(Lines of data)
>>

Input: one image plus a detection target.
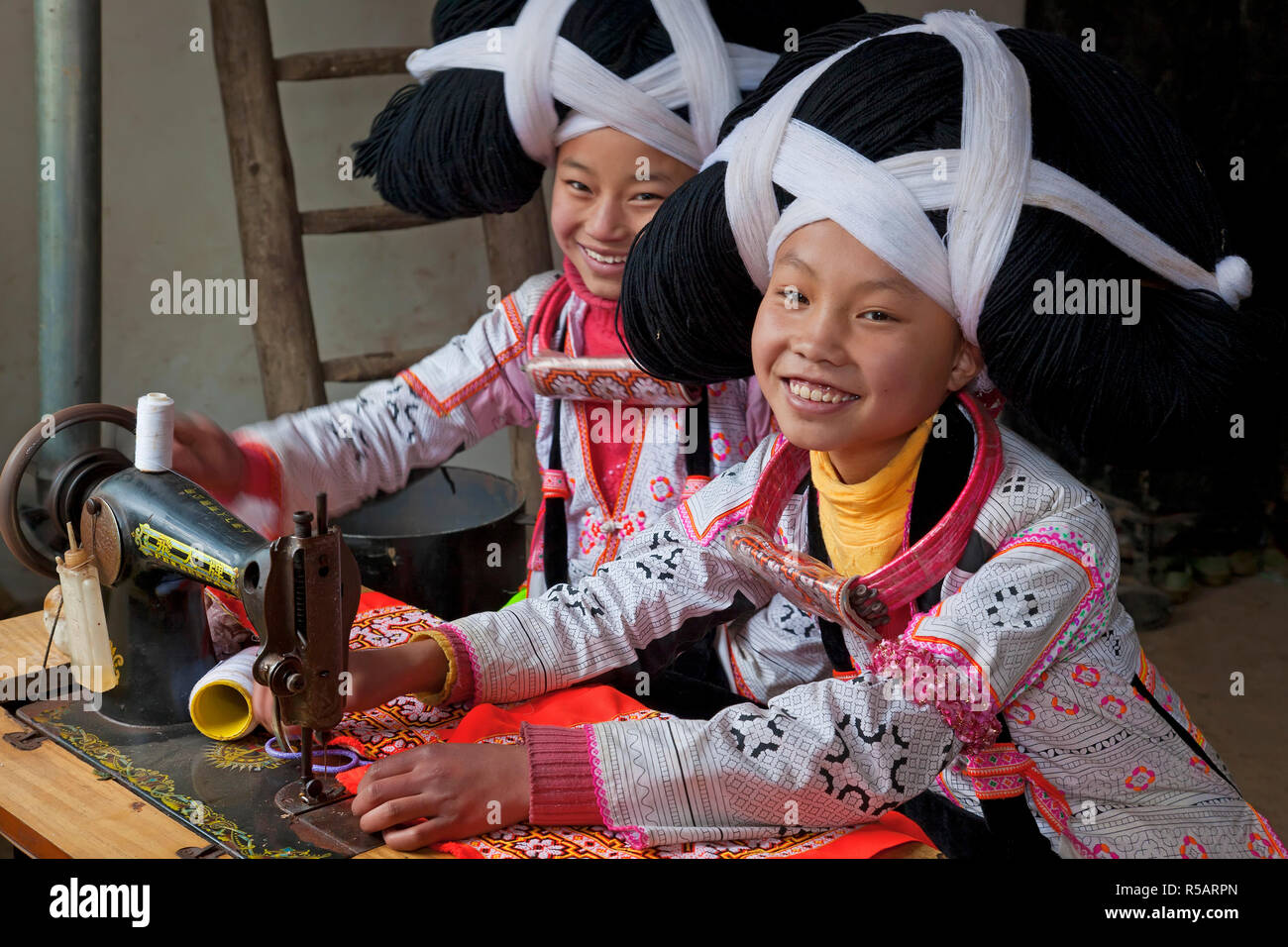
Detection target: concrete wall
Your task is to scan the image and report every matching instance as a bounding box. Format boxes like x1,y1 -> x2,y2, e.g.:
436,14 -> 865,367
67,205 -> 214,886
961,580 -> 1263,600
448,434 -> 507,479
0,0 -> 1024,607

<<

• _Exercise_
Please lay out the data above as a Markdown table with the columns "Line No." and "Content", numbering each row and skipping any blank lines. Leave the pictures out of the answer.

• _Full response_
| Line No. | Content |
|---|---|
| 1 | Input: one image plus a detection target. |
| 2 | Detection target: concrete wall |
| 3 | Your task is to scan the image and report every matching instance as a bounding box. Format boxes like x1,y1 -> x2,y2, e.g.: |
| 4 | 436,14 -> 865,367 |
| 5 | 67,205 -> 214,886 |
| 6 | 961,580 -> 1263,600 |
| 7 | 448,434 -> 507,479 |
| 8 | 0,0 -> 1024,607 |